• [AIM OF THE EXERCISE]: Turn the material below, from its first line through the line containing "[[243, 215], [43, 245], [42, 204], [387, 215]]", into a JSON list of strings with one string per line. Leave out any blank lines.

=== DATA FOR THE TASK ===

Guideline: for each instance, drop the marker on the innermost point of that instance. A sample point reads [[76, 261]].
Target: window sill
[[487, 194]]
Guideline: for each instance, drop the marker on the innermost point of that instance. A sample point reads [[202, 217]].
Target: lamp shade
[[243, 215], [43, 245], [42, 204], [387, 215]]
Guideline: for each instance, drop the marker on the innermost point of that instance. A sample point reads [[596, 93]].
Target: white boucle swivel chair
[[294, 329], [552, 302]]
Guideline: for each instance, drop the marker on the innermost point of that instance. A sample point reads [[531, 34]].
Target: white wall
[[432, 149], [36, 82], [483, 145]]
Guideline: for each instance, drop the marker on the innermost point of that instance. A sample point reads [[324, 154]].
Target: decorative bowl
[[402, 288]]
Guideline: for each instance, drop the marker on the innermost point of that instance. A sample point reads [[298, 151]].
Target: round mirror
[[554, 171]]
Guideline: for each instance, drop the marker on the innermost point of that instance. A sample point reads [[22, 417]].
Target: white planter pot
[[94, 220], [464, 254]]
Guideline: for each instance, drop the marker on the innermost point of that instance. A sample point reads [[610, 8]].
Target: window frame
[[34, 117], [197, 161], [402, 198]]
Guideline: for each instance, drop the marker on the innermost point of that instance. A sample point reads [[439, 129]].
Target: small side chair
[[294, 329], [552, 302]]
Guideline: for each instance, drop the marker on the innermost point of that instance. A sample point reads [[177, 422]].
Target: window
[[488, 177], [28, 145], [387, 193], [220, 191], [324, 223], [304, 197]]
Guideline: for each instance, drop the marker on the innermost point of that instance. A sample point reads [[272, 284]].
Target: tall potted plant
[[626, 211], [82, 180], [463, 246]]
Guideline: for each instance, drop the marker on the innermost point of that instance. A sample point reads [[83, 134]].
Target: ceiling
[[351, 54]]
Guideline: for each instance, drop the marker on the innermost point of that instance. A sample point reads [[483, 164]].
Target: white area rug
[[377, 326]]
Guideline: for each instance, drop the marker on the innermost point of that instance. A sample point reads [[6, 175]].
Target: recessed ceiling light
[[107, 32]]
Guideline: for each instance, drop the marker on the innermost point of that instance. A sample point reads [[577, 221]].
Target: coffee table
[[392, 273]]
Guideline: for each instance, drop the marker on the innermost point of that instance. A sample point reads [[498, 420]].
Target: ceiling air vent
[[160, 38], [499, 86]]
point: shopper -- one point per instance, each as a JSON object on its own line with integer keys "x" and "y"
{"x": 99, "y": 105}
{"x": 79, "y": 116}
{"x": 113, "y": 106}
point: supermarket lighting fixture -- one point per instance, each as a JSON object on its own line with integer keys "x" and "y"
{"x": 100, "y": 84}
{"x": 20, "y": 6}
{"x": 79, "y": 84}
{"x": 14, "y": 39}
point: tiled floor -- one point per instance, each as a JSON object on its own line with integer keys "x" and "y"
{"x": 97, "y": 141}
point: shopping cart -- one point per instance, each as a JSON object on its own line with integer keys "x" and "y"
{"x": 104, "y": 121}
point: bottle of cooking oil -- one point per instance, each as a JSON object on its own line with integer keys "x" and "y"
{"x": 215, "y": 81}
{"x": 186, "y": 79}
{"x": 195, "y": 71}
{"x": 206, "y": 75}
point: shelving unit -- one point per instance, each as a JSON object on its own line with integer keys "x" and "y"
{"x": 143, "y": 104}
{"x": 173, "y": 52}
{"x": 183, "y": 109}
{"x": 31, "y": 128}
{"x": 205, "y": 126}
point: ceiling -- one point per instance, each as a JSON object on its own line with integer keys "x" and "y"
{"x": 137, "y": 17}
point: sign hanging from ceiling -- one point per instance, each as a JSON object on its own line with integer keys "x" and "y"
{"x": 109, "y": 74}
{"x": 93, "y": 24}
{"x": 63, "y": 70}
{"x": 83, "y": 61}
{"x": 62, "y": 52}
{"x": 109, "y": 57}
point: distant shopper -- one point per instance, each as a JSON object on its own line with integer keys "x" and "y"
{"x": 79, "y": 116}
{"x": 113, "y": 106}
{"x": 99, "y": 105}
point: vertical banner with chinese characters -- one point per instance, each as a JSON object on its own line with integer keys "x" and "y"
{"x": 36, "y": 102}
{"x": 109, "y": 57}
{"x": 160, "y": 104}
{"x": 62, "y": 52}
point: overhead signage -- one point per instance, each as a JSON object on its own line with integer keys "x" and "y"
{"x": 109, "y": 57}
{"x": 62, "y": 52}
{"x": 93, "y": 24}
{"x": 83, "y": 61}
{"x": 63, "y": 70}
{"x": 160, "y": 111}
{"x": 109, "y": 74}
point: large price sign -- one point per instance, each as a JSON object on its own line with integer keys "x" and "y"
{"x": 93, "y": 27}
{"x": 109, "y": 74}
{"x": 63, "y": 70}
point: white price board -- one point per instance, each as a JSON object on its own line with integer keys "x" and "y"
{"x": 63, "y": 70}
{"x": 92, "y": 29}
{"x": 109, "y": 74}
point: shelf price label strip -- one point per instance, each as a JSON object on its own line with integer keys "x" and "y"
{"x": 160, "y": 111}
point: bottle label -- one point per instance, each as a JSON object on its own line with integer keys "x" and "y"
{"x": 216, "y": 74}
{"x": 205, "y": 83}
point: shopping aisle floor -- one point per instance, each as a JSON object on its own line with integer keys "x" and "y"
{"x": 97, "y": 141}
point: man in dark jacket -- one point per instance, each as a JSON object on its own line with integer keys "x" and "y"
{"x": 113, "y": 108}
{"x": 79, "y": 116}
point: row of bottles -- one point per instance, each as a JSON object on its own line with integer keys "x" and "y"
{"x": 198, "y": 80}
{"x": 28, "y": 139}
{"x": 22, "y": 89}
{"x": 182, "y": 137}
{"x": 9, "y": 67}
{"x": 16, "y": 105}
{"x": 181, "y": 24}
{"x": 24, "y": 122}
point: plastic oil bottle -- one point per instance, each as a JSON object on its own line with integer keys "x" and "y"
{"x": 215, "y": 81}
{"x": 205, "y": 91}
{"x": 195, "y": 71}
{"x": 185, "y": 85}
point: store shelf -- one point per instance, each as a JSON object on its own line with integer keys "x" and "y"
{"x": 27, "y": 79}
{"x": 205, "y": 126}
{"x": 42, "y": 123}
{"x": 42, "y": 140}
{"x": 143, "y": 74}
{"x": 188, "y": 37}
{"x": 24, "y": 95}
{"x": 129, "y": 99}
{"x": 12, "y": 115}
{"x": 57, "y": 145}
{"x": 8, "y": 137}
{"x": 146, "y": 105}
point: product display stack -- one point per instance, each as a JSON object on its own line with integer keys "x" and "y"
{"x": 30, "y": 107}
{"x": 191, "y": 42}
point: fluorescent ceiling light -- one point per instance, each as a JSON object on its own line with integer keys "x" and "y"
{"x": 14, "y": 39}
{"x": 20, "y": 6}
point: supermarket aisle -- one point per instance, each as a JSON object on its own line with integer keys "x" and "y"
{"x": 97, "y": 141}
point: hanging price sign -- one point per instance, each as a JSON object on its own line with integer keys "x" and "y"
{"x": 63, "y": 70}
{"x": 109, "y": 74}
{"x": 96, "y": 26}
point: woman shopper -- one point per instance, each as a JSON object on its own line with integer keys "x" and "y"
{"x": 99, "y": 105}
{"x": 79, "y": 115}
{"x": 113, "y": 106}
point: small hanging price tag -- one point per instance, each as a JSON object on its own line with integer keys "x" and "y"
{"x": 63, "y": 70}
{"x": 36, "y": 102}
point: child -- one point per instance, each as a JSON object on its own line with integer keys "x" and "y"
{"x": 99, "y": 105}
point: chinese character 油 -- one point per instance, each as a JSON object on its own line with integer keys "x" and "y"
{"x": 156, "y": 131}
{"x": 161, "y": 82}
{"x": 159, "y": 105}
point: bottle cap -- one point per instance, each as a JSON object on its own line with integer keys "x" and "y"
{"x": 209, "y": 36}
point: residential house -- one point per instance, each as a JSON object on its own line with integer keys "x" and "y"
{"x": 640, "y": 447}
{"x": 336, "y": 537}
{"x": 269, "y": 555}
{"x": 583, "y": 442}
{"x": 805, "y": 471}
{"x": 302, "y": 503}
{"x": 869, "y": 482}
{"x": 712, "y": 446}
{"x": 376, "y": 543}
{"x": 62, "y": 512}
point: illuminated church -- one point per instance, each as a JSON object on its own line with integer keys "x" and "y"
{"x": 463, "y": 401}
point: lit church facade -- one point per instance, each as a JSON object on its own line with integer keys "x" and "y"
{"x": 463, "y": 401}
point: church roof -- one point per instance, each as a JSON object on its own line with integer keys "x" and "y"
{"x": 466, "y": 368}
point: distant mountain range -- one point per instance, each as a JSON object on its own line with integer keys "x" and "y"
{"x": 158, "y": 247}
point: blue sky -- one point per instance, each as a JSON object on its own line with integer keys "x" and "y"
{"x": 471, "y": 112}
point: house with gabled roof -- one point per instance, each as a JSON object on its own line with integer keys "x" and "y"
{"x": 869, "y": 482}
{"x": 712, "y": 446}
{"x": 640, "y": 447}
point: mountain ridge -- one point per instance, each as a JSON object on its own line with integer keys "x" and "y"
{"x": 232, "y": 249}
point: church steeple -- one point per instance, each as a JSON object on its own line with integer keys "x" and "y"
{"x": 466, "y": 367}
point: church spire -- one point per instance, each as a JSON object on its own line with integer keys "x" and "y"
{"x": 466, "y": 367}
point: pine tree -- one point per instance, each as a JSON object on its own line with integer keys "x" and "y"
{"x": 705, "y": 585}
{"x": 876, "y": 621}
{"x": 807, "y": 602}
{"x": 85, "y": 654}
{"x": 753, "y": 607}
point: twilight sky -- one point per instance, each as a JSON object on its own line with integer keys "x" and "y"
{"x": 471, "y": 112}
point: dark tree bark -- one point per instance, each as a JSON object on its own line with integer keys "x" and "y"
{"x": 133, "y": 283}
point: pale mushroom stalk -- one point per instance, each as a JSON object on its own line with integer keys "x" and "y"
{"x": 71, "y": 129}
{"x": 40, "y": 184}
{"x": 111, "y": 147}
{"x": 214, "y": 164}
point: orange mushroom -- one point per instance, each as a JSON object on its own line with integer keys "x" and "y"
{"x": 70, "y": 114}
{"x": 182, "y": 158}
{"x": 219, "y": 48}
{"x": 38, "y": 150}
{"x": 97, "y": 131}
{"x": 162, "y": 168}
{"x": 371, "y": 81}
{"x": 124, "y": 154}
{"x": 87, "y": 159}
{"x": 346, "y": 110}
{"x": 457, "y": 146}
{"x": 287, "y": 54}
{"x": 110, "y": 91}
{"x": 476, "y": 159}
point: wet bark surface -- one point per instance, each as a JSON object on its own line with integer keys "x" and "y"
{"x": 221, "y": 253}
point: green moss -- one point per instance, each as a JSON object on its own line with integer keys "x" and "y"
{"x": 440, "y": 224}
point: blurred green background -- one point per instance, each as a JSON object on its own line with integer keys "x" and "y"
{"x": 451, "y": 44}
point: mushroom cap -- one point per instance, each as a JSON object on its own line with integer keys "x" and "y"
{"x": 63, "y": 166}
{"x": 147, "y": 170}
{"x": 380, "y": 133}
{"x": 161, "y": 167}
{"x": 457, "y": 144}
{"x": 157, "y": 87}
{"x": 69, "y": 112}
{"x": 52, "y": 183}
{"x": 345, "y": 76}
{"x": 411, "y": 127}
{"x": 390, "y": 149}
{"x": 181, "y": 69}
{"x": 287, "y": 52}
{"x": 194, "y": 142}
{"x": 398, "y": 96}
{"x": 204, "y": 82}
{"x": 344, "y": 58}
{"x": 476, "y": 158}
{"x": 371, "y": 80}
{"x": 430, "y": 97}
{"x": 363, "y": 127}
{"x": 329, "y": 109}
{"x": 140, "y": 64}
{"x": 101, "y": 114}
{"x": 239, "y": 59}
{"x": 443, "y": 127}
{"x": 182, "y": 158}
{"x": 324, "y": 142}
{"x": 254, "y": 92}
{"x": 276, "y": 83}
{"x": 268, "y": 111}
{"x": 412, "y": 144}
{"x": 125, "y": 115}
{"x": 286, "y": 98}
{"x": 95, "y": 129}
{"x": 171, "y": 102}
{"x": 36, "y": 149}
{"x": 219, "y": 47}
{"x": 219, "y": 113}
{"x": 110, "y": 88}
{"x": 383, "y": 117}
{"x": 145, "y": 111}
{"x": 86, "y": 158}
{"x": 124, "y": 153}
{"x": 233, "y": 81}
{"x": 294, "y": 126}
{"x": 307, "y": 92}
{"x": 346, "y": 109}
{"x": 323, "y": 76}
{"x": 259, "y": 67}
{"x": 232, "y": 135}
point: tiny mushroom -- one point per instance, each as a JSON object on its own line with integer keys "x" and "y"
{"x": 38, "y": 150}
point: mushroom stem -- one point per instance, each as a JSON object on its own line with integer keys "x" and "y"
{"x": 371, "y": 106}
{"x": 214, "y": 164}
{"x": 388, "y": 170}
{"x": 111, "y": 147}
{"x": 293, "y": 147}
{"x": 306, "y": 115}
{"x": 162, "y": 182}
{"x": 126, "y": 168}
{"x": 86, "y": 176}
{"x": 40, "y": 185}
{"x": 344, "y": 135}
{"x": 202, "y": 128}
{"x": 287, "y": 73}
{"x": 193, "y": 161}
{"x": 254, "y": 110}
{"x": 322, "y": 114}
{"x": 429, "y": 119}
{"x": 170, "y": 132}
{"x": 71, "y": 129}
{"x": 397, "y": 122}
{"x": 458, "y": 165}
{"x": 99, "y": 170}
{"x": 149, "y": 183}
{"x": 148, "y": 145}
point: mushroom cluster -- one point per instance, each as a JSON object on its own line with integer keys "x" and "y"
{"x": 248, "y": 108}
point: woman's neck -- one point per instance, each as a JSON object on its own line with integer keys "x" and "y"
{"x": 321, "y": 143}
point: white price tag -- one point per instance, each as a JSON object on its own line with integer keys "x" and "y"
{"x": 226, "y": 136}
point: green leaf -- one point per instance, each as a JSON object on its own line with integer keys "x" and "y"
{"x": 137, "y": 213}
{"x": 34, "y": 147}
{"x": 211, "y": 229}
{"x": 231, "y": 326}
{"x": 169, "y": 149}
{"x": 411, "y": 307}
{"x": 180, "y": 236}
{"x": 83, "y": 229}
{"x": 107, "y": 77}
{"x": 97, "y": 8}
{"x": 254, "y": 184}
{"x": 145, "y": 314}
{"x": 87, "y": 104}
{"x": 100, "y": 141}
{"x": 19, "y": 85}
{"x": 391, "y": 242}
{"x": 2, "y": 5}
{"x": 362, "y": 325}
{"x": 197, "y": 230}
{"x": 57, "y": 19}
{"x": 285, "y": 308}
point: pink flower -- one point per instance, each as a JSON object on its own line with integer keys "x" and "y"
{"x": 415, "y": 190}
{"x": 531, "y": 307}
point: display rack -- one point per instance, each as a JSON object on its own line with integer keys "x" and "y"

===

• [RESPONSE TO THE EXERCISE]:
[
  "Guideline: for each instance, drop the marker on the innermost point of that instance. A sample point reads [[76, 261]].",
  "Target: window sill",
  "[[487, 194]]",
  "Guideline: for each instance, drop the marker on the innermost point of that instance. A sample point reads [[202, 217]].",
  "Target: lamp shade",
  "[[243, 215], [43, 245], [42, 204], [387, 215]]"
]